## Instructions to follow
Format the lines below as a JSON list of strings, one string per line, with blank lines omitted and the pictures left out.

## Data supplied
========================================

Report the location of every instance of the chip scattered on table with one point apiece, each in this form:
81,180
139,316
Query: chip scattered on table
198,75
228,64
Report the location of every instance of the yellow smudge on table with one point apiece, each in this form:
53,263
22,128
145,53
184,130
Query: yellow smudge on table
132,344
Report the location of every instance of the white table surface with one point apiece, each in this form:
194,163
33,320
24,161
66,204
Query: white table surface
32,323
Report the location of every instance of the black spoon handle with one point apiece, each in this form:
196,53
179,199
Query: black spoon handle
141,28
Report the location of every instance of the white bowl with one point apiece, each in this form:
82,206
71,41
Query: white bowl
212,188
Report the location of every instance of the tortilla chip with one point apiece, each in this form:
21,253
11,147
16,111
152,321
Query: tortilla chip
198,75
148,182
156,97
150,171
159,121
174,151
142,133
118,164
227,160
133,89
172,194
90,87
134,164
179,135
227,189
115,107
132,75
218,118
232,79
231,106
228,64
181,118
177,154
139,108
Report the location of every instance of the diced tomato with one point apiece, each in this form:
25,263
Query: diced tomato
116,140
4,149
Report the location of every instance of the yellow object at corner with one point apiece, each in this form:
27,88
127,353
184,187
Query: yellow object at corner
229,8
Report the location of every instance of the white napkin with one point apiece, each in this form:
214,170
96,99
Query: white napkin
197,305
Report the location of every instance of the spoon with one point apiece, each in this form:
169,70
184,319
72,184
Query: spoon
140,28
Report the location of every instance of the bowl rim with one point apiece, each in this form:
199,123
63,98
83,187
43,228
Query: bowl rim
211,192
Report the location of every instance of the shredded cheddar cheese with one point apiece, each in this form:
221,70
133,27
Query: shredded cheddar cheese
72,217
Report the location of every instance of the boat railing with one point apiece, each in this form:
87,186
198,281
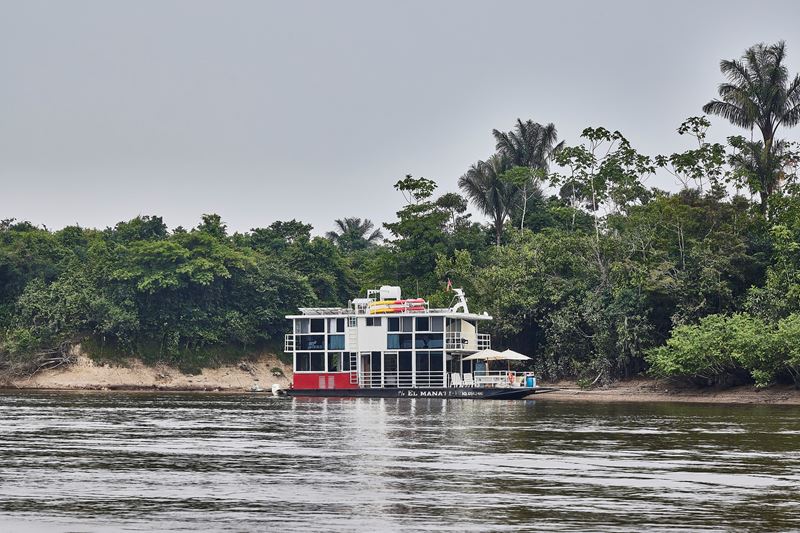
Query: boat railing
496,378
401,379
456,340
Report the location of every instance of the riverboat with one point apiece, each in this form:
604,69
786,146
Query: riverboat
388,347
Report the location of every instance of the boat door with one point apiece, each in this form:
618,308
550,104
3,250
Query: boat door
391,370
365,369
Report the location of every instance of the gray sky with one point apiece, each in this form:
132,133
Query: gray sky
264,111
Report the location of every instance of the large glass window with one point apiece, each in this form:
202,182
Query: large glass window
318,362
430,366
302,362
429,341
312,342
397,341
437,361
391,376
336,342
404,364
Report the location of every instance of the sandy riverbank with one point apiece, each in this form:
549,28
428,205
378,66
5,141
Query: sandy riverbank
648,390
86,374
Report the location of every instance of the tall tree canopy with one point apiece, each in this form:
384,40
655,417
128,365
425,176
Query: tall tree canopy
760,93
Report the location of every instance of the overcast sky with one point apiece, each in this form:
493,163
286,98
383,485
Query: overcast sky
264,111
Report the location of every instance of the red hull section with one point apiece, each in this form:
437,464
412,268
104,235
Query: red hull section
323,380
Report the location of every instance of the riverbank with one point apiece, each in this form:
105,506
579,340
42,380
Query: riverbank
650,390
87,374
260,374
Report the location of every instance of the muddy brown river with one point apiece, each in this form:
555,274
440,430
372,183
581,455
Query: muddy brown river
186,462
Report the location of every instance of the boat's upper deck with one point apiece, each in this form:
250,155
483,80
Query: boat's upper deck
387,301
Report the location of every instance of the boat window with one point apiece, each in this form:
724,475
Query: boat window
436,361
395,341
376,369
429,340
318,362
302,362
312,342
336,342
454,325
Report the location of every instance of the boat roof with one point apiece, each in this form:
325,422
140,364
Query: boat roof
342,312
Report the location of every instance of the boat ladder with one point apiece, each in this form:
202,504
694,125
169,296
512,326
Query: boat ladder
352,341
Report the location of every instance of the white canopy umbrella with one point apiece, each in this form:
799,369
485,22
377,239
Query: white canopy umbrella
486,355
494,355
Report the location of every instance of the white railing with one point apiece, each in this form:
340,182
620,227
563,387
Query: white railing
495,378
455,340
401,379
288,343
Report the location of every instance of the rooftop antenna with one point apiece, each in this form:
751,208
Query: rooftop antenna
461,301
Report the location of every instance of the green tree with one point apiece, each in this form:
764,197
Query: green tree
759,94
353,234
484,185
529,146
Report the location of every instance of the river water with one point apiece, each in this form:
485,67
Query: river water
183,462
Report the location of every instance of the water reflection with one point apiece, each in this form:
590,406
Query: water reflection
100,462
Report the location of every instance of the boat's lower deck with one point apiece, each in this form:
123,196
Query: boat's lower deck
478,393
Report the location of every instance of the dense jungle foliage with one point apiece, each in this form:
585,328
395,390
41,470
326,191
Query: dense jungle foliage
584,267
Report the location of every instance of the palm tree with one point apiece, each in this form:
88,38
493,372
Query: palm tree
493,196
532,146
762,170
354,234
759,94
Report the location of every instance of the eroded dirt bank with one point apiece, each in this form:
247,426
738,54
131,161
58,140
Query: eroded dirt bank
647,390
86,374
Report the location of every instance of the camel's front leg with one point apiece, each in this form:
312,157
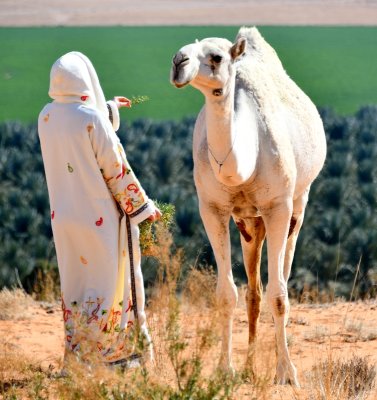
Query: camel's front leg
216,223
277,222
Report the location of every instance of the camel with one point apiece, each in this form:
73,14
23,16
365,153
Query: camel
258,145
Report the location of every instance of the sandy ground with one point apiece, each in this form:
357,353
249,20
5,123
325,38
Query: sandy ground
188,12
315,332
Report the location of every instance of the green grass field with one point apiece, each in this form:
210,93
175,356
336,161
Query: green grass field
336,66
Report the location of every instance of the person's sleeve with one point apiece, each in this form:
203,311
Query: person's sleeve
118,173
113,114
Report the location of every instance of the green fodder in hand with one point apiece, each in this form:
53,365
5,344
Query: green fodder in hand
148,239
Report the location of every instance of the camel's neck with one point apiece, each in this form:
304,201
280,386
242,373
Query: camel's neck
232,135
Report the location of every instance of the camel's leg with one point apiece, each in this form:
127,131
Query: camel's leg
253,234
297,219
295,225
216,223
277,221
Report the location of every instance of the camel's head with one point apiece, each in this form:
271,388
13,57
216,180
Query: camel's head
206,65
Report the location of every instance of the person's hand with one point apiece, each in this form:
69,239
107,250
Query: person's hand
121,101
155,216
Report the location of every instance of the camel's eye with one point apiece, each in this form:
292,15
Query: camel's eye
216,58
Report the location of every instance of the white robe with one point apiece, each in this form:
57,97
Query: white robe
89,179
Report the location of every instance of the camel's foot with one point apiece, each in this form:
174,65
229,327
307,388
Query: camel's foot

========================================

## Reply
[
  "Report the location of every instance of the chip scattered on table with one point apiece, each in this form:",
  "81,180",
  "139,316",
  "Query: chip scattered on table",
  "198,75",
  "228,64",
  "Report the location of every instance of the yellow smudge on table with one point apiece, each in this form:",
  "53,263",
  "22,128",
  "145,53",
  "184,130",
  "Query: yellow smudge on table",
  "132,344",
  "Report the location of every instance of the white table surface with one point apiece, each in this form:",
  "194,163",
  "33,320",
  "24,161",
  "66,204",
  "Query: white table surface",
  "32,323",
  "Report the location of every instance of the black spoon handle with one point apiece, each in this form:",
  "196,53",
  "179,199",
  "Query: black spoon handle",
  "141,28",
  "Report the location of every instance of the white bowl with one point apiece, each in this form:",
  "82,206",
  "71,41",
  "Query: white bowl",
  "212,188",
  "Report the location of every instance of the tortilla chip with one point apiece, each in this form:",
  "21,253",
  "11,147",
  "16,111",
  "152,321",
  "Query: tortilla chip",
  "198,75",
  "148,182",
  "156,97",
  "150,171",
  "159,121",
  "174,151",
  "142,133",
  "118,164",
  "227,160",
  "133,89",
  "172,194",
  "90,87",
  "134,164",
  "179,135",
  "227,189",
  "115,107",
  "132,75",
  "218,118",
  "232,79",
  "231,106",
  "228,64",
  "181,118",
  "177,154",
  "139,108",
  "Report the location of every instance of the diced tomato with one point apiece, each in this form:",
  "25,263",
  "Query: diced tomato",
  "116,140",
  "4,149",
  "Report the location of every instance of the yellow object at corner with one point apiece, each in this form:",
  "27,88",
  "127,353",
  "184,187",
  "Query: yellow object at corner",
  "229,8",
  "Report the location of every instance of the white napkin with one point apiece, each in this form:",
  "214,170",
  "96,99",
  "Query: white napkin",
  "197,305",
  "Report the location of every instance of the spoon with one point apiece, each in this form:",
  "169,70",
  "184,319",
  "72,184",
  "Query: spoon",
  "140,28",
  "Report the location of every instance of the bowl rim with one point apiece, each in this form:",
  "199,123",
  "63,98",
  "83,187",
  "43,228",
  "Query: bowl rim",
  "211,192",
  "Report the location of every instance of the shredded cheddar cheese with one point apiece, each in this form:",
  "221,70",
  "133,27",
  "Query: shredded cheddar cheese",
  "72,217",
  "Report the location of every instance of the boat railing with one point apiece, each in this form:",
  "87,186",
  "198,281",
  "Query: boat railing",
  "496,378",
  "401,379",
  "456,340",
  "Report the location of every instance of the riverboat with one point apiece, each in this form:",
  "604,69",
  "786,146",
  "Query: riverboat",
  "388,347",
  "Report the location of every instance of the boat door with one point apiece, each in this form:",
  "618,308",
  "550,104",
  "3,250",
  "Query: boat door",
  "391,370",
  "365,369",
  "Report the location of every instance of the gray sky with one point apiece, each in this form:",
  "132,133",
  "Query: gray sky",
  "264,111",
  "Report the location of every instance of the large glass window with one point apiece, each in this form:",
  "202,182",
  "Query: large glass window",
  "318,362",
  "430,366",
  "302,362",
  "429,341",
  "312,342",
  "397,341",
  "437,361",
  "391,376",
  "336,342",
  "404,364",
  "Report the location of every instance of the sandy riverbank with one point apiece, each in this form:",
  "549,28",
  "428,205",
  "378,66",
  "5,141",
  "Query: sandy riverbank",
  "648,390",
  "86,374",
  "Report the location of every instance of the tall tree canopy with one point apiece, each in this form:",
  "384,40",
  "655,417",
  "128,365",
  "425,176",
  "Query: tall tree canopy",
  "760,93",
  "Report the location of every instance of the overcast sky with one point apiece, each in this form:",
  "493,163",
  "286,98",
  "383,485",
  "Query: overcast sky",
  "264,111",
  "Report the location of every instance of the red hull section with one point apiece, each in this form:",
  "437,464",
  "412,268",
  "104,235",
  "Query: red hull section",
  "323,380",
  "Report the location of every instance of the riverbank with one point apiece, each in this form:",
  "105,506",
  "579,340",
  "42,380",
  "Query: riverbank",
  "650,390",
  "87,374",
  "260,374",
  "Report the location of every instance of the muddy brown river with one point apiece, each in this form:",
  "555,274",
  "440,430",
  "372,183",
  "581,455",
  "Query: muddy brown river",
  "186,462",
  "Report the location of every instance of the boat's upper deck with one point apiece, each in this form:",
  "250,155",
  "483,80",
  "Query: boat's upper deck",
  "387,301",
  "Report the location of every instance of the boat window with one point apiece, each in this form:",
  "724,475",
  "Query: boat window",
  "436,361",
  "395,341",
  "376,369",
  "429,340",
  "318,362",
  "302,362",
  "312,342",
  "336,342",
  "454,325",
  "Report the location of every instance of the boat roof with one point apiece, each in this form:",
  "325,422",
  "140,364",
  "Query: boat roof",
  "342,312",
  "Report the location of every instance of the boat ladder with one point apiece, each in this form:",
  "202,504",
  "694,125",
  "169,296",
  "512,326",
  "Query: boat ladder",
  "352,341",
  "Report the location of every instance of the white canopy umbrella with one point apiece, each in this form:",
  "799,369",
  "485,22",
  "377,239",
  "Query: white canopy umbrella",
  "486,355",
  "494,355",
  "Report the location of every instance of the white railing with one point apiece, each in this form:",
  "340,182",
  "620,227",
  "563,387",
  "Query: white railing",
  "495,378",
  "455,340",
  "401,379",
  "288,343",
  "Report the location of every instance of the rooftop antenna with one point apiece, each in this form:",
  "751,208",
  "Query: rooftop antenna",
  "461,301",
  "Report the location of every instance of the green tree with one point apiece, each in this form:",
  "764,197",
  "Query: green tree",
  "759,94",
  "353,234",
  "484,185",
  "529,146",
  "Report the location of every instance of the river water with one point apiece, each in this form:",
  "485,67",
  "Query: river water",
  "183,462",
  "Report the location of every instance of the water reflection with one point apiece, each in this form:",
  "590,406",
  "Query: water reflection",
  "100,462",
  "Report the location of every instance of the boat's lower deck with one point apiece, each in this form:",
  "123,196",
  "Query: boat's lower deck",
  "478,393",
  "Report the location of every instance of the dense jungle foliage with one point apiece, each in this form:",
  "585,328",
  "395,390",
  "41,470",
  "326,191",
  "Query: dense jungle foliage",
  "584,267",
  "Report the location of every instance of the palm tree with one point apiece, each in this form:",
  "88,38",
  "493,372",
  "Query: palm tree",
  "493,196",
  "532,146",
  "762,170",
  "354,234",
  "759,94",
  "Report the location of every instance of the eroded dirt bank with one point apiece, each in this form:",
  "247,426",
  "738,54",
  "131,161",
  "58,140",
  "Query: eroded dirt bank",
  "647,390",
  "86,374",
  "Report the location of every instance of the camel's front leg with one point apiece, each in this form:",
  "312,157",
  "Query: camel's front leg",
  "216,223",
  "277,222",
  "Report the location of every instance of the camel with one point apiece, each in this form:",
  "73,14",
  "23,16",
  "365,153",
  "Query: camel",
  "258,145",
  "Report the location of every instance of the sandy ground with one point apiece, each in this form:",
  "357,353",
  "249,20",
  "5,123",
  "325,38",
  "Query: sandy ground",
  "188,12",
  "315,332",
  "Report the location of every instance of the green grass field with one point apiece, each in this form:",
  "210,93",
  "175,356",
  "336,161",
  "Query: green grass field",
  "336,66",
  "Report the location of every instance of the person's sleeve with one point apiece, each in this form:",
  "203,311",
  "Query: person's sleeve",
  "118,173",
  "113,114",
  "Report the location of every instance of the green fodder in hand with one point apiece, each in this form:",
  "53,365",
  "5,344",
  "Query: green fodder in hand",
  "148,239",
  "Report the location of every instance of the camel's neck with one point apiece, each in this form:",
  "304,201",
  "280,386",
  "242,373",
  "Query: camel's neck",
  "232,135",
  "Report the location of every instance of the camel's leg with one point apiece, each in this form:",
  "127,131",
  "Query: camel's leg",
  "253,234",
  "297,219",
  "295,225",
  "216,223",
  "277,221",
  "Report the location of every instance of the camel's head with one point apiece, each in this form:",
  "271,388",
  "13,57",
  "216,180",
  "Query: camel's head",
  "206,65",
  "Report the location of every instance of the person's hand with one point apiece, each in this form:",
  "69,239",
  "107,250",
  "Query: person's hand",
  "121,101",
  "155,216",
  "Report the location of every instance of the camel's eye with one point apiece, each in this form:",
  "292,15",
  "Query: camel's eye",
  "216,58",
  "Report the location of every instance of the white robe with one point apiece, each in this form:",
  "57,97",
  "Query: white robe",
  "89,179",
  "Report the location of every instance of the camel's foot with one point apiece, each in this form:",
  "174,65",
  "229,327",
  "307,388",
  "Query: camel's foot"
]